━━━ Source material ━━━

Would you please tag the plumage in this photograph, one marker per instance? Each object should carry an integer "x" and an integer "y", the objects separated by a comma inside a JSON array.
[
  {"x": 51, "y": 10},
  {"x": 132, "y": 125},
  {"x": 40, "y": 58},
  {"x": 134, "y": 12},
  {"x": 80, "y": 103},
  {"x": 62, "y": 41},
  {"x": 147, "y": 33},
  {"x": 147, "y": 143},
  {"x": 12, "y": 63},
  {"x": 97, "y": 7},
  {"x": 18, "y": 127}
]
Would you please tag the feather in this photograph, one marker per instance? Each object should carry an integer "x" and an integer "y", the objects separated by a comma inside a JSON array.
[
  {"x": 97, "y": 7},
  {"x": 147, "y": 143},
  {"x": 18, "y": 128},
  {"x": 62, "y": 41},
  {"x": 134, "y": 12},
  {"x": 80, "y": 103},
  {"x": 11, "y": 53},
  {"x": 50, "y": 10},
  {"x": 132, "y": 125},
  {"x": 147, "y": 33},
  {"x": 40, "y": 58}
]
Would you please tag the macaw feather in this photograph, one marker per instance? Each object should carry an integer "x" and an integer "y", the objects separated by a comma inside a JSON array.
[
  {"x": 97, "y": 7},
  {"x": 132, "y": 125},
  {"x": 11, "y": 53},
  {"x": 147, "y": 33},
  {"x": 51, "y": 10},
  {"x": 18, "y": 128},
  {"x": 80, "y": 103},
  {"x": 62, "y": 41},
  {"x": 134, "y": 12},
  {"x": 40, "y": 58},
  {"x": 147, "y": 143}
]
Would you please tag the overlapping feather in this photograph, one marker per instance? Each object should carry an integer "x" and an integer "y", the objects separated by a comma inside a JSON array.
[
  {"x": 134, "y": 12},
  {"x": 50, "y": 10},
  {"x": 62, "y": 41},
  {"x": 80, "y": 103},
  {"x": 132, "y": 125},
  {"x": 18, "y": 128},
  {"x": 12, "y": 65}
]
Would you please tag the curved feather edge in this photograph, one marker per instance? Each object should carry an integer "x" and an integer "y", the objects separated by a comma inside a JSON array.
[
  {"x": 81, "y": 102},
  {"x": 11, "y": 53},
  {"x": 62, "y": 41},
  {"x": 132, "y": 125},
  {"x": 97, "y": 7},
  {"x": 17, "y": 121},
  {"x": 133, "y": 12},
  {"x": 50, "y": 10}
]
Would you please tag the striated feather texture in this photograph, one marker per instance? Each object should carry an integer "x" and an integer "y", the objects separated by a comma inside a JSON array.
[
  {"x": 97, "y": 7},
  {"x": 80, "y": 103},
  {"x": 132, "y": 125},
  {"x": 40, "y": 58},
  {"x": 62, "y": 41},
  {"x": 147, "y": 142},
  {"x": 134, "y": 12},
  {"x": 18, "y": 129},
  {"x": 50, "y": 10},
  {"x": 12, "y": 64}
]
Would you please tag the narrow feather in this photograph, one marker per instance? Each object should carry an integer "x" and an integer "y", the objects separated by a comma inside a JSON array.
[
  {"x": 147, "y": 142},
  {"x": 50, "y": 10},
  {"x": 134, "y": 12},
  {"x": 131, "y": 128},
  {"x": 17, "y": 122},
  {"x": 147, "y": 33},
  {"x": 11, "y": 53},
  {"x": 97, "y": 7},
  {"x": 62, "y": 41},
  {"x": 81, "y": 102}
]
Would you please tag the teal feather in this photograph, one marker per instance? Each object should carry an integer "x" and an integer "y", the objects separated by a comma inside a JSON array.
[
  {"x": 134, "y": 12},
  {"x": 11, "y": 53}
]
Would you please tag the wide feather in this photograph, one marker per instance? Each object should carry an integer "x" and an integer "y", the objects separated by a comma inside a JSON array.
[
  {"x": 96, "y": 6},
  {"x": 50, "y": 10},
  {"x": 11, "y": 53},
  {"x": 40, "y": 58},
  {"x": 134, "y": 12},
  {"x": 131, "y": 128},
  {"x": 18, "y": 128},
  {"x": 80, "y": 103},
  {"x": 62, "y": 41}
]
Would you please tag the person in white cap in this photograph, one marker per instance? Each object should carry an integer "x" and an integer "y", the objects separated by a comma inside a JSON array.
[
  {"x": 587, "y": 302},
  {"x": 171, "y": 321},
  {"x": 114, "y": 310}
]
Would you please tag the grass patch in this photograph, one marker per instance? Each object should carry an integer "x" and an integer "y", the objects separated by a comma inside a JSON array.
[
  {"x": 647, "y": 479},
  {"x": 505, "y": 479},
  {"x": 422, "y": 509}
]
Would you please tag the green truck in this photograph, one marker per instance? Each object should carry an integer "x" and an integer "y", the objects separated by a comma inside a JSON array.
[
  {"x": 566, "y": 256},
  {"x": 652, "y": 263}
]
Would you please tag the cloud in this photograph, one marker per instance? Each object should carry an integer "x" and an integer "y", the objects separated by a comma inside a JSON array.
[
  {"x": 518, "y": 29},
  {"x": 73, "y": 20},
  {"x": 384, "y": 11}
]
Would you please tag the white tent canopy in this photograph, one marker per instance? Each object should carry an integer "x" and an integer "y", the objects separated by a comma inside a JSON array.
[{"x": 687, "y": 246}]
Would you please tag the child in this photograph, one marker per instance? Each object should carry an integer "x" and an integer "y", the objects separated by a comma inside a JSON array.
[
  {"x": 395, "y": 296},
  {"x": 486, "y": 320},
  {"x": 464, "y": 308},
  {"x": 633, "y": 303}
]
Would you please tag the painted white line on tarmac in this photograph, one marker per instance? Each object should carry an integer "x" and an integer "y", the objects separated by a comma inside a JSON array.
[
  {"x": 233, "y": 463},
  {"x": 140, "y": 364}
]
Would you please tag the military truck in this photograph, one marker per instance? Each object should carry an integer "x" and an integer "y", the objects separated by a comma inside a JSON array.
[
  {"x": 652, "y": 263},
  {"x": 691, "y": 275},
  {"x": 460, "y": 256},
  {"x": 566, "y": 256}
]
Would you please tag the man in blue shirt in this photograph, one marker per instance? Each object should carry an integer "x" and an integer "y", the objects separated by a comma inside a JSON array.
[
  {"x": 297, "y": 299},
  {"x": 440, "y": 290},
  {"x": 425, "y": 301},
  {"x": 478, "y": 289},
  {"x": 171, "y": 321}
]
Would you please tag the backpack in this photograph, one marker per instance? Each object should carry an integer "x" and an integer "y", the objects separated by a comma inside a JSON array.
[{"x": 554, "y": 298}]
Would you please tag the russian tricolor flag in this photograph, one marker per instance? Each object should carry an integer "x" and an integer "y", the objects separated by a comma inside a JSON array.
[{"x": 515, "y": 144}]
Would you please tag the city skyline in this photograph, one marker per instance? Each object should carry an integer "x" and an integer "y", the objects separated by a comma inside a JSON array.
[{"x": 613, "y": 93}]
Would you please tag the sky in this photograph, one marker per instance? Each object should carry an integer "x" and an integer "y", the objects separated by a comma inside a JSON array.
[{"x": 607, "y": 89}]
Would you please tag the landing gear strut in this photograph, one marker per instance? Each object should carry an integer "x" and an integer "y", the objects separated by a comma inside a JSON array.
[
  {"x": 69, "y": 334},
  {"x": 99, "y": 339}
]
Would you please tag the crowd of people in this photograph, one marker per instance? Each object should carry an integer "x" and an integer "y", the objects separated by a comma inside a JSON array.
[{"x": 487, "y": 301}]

━━━

__What is asked__
Lay out every line of the data above as a numbered list, omitting any blank lines.

__Solution__
1. Would you please tag the plumage in this photograph, one marker per instance? Each object should carry an integer "x" and an integer "y", the objects separated by a comma inside a JSON array.
2. [
3.   {"x": 51, "y": 10},
4.   {"x": 132, "y": 125},
5.   {"x": 40, "y": 58},
6.   {"x": 134, "y": 12},
7.   {"x": 80, "y": 103},
8.   {"x": 62, "y": 41},
9.   {"x": 147, "y": 33},
10.   {"x": 147, "y": 143},
11.   {"x": 12, "y": 63},
12.   {"x": 97, "y": 7},
13.   {"x": 18, "y": 127}
14. ]
15. Would you please tag the feather in this photograph, one marker per instance? Each object should carry an integer "x" and an integer "y", the objects separated by a comma inside a JSON array.
16. [
17.   {"x": 97, "y": 7},
18.   {"x": 147, "y": 143},
19.   {"x": 18, "y": 128},
20.   {"x": 62, "y": 41},
21.   {"x": 134, "y": 12},
22.   {"x": 80, "y": 103},
23.   {"x": 11, "y": 53},
24.   {"x": 50, "y": 10},
25.   {"x": 132, "y": 125},
26.   {"x": 147, "y": 33},
27.   {"x": 40, "y": 58}
28. ]
29. Would you please tag the macaw feather in this photograph, one marker per instance? Each object should carry an integer "x" and an integer "y", the objects separated by a comma inside a JSON array.
30. [
31.   {"x": 97, "y": 7},
32.   {"x": 132, "y": 125},
33.   {"x": 11, "y": 53},
34.   {"x": 147, "y": 33},
35.   {"x": 51, "y": 10},
36.   {"x": 18, "y": 128},
37.   {"x": 80, "y": 103},
38.   {"x": 62, "y": 41},
39.   {"x": 134, "y": 12},
40.   {"x": 40, "y": 58},
41.   {"x": 147, "y": 143}
42. ]
43. Would you please tag the overlapping feather in this photograph, one marker per instance? Each object should carry an integer "x" and an integer "y", the objects separated by a comma inside a JSON array.
44. [
45.   {"x": 134, "y": 12},
46.   {"x": 50, "y": 10},
47.   {"x": 62, "y": 41},
48.   {"x": 80, "y": 103},
49.   {"x": 132, "y": 125},
50.   {"x": 18, "y": 128},
51.   {"x": 12, "y": 65}
52. ]
53. Would you please tag the curved feather edge in this photograph, one marker per instance? Each object should carry an integer "x" and an integer "y", the objects separated by a comma inside a JSON array.
54. [
55.   {"x": 81, "y": 102},
56.   {"x": 11, "y": 53},
57.   {"x": 62, "y": 41},
58.   {"x": 132, "y": 125},
59.   {"x": 97, "y": 7},
60.   {"x": 17, "y": 121},
61.   {"x": 133, "y": 12},
62.   {"x": 50, "y": 10}
63. ]
64. Would you please tag the striated feather texture in this photograph, one marker per instance? Each object should carry an integer "x" and an integer "y", the objects separated by a comma inside a JSON array.
65. [
66.   {"x": 97, "y": 7},
67.   {"x": 80, "y": 103},
68.   {"x": 132, "y": 125},
69.   {"x": 40, "y": 58},
70.   {"x": 62, "y": 41},
71.   {"x": 147, "y": 142},
72.   {"x": 134, "y": 12},
73.   {"x": 18, "y": 129},
74.   {"x": 50, "y": 10},
75.   {"x": 12, "y": 64}
76. ]
77. Would you please tag the narrow feather in this photograph, one marker per instance? Each object should carry an integer "x" and an integer "y", the objects separated by a comma inside a JSON array.
78. [
79.   {"x": 147, "y": 142},
80.   {"x": 50, "y": 10},
81.   {"x": 134, "y": 12},
82.   {"x": 131, "y": 128},
83.   {"x": 17, "y": 122},
84.   {"x": 147, "y": 33},
85.   {"x": 11, "y": 53},
86.   {"x": 97, "y": 7},
87.   {"x": 62, "y": 41},
88.   {"x": 81, "y": 102}
89. ]
90. Would you please tag the teal feather in this photograph, one marker per instance? Each object should carry an integer "x" and an integer "y", the objects separated by a comma inside a JSON array.
91. [
92.   {"x": 134, "y": 12},
93.   {"x": 11, "y": 53}
94. ]
95. Would you please tag the wide feather in this photograph, one marker per instance? Each object should carry an integer "x" and an integer "y", the objects separated by a comma inside a JSON array.
96. [
97.   {"x": 96, "y": 6},
98.   {"x": 50, "y": 10},
99.   {"x": 11, "y": 53},
100.   {"x": 40, "y": 58},
101.   {"x": 134, "y": 12},
102.   {"x": 131, "y": 128},
103.   {"x": 18, "y": 128},
104.   {"x": 80, "y": 103},
105.   {"x": 62, "y": 41}
106. ]
107. Would you please tag the person in white cap in this photograph, one marker per instance? Each object should carry an integer "x" and an integer "y", the objects separated by a comma inside a JSON array.
108. [
109.   {"x": 587, "y": 302},
110.   {"x": 171, "y": 321},
111.   {"x": 114, "y": 310}
112. ]
113. Would you please tag the grass patch in this photograph, one marker per instance? Each object should carry an integer "x" and an integer "y", the objects separated by a comma inside a JSON array.
114. [
115.   {"x": 647, "y": 479},
116.   {"x": 505, "y": 479},
117.   {"x": 422, "y": 509}
118. ]
119. Would you please tag the green truck in this photograph, one marker per instance? Each object should carry an integer "x" and an integer "y", the objects separated by a comma inside a JSON array.
120. [
121.   {"x": 566, "y": 256},
122.   {"x": 652, "y": 263}
123. ]
124. Would you please tag the cloud in this photograph, one marker per instance? Each object should carry an integer "x" and an integer "y", the objects separated by a comma inside a JSON array.
125. [
126.   {"x": 518, "y": 29},
127.   {"x": 73, "y": 20},
128.   {"x": 384, "y": 11}
129. ]
130. Would you please tag the white tent canopy in this photograph, one marker per instance? Each object should carry an integer "x" and an integer "y", the objects separated by a comma inside a JSON array.
131. [{"x": 687, "y": 246}]
132. Would you please tag the child in this photograph, one marker per instance? Each object should carry an integer "x" and an integer "y", the objects separated by a comma inside a JSON array.
133. [
134.   {"x": 395, "y": 296},
135.   {"x": 486, "y": 320},
136.   {"x": 464, "y": 308},
137.   {"x": 633, "y": 303}
138. ]
139. Would you please tag the painted white line on tarmac in this photograph, one marker per instance? Each object should carry an integer "x" and an integer "y", the objects separated by a comma inside a JSON array.
140. [
141.   {"x": 233, "y": 463},
142.   {"x": 140, "y": 364}
143. ]
144. Would you please tag the military truck in this photograph, one marker per instance? Each object should carry an integer "x" and an integer "y", the objects separated by a comma inside a JSON array.
145. [
146.   {"x": 652, "y": 263},
147.   {"x": 691, "y": 275},
148.   {"x": 460, "y": 256},
149.   {"x": 566, "y": 256}
150. ]
151. Would you please tag the man in blue shirt in this photograph, one marker per instance? Each object should carry an integer "x" and an integer "y", the objects separated by a comma inside a JSON array.
152. [
153.   {"x": 297, "y": 299},
154.   {"x": 440, "y": 290},
155.   {"x": 425, "y": 301},
156.   {"x": 478, "y": 289},
157.   {"x": 171, "y": 321}
158. ]
159. Would you please tag the backpack in this photograph, one marker per instance? Each object should carry an integer "x" and an integer "y", the objects separated by a comma inside a JSON array.
160. [{"x": 554, "y": 298}]
161. Would you please tag the russian tricolor flag in this photograph, one marker per instance? Each object should carry an integer "x" and an integer "y", the objects separated by a comma inside a JSON array.
162. [{"x": 515, "y": 144}]
163. Would you please tag the city skyline in this photograph, one marker per instance? Each object should carry an integer "x" and an integer "y", the objects separated by a comma inside a JSON array.
164. [{"x": 613, "y": 93}]
165. Would you please tag the sky in this photograph, one marker per instance? Each object should carry an integer "x" and an integer "y", the objects separated by a comma inside a JSON array.
166. [{"x": 607, "y": 89}]
167. Would you please tag the landing gear strut in this photograph, one marker per instance? Each object should carry an integer "x" and an integer "y", the objects separated by a comma inside a JSON array.
168. [
169.   {"x": 69, "y": 334},
170.   {"x": 99, "y": 339}
171. ]
172. Would you please tag the crowd of people in this photograph, one marker per instance? Each object should carry an integer "x" and an integer "y", the objects separated by a comma inside a JSON array.
173. [{"x": 487, "y": 301}]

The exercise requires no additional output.